Referring expression pointing data:
--- START ---

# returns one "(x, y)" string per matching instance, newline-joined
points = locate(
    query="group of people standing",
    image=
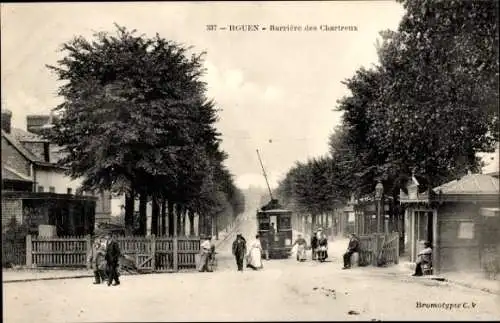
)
(253, 253)
(104, 260)
(319, 244)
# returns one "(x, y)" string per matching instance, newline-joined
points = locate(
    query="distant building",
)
(32, 180)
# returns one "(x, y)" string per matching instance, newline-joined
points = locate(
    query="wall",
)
(11, 208)
(37, 148)
(12, 158)
(57, 179)
(103, 205)
(457, 253)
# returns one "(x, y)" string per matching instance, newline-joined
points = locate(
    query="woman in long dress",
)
(254, 257)
(301, 248)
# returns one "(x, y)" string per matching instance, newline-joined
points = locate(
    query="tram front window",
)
(284, 223)
(264, 226)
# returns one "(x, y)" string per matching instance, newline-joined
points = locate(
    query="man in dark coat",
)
(314, 245)
(351, 248)
(112, 258)
(239, 250)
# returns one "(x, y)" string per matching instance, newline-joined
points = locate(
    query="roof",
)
(26, 152)
(26, 136)
(470, 184)
(10, 174)
(14, 142)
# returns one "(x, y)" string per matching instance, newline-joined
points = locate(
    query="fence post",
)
(29, 250)
(153, 252)
(175, 254)
(88, 246)
(396, 259)
(375, 249)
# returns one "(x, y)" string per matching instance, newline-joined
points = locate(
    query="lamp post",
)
(379, 192)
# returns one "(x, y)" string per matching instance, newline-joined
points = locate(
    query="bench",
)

--- END ---

• [Your instructions]: When a line in the entries above contains "query", count it; please answer with the number only.

• [Task solution]: 10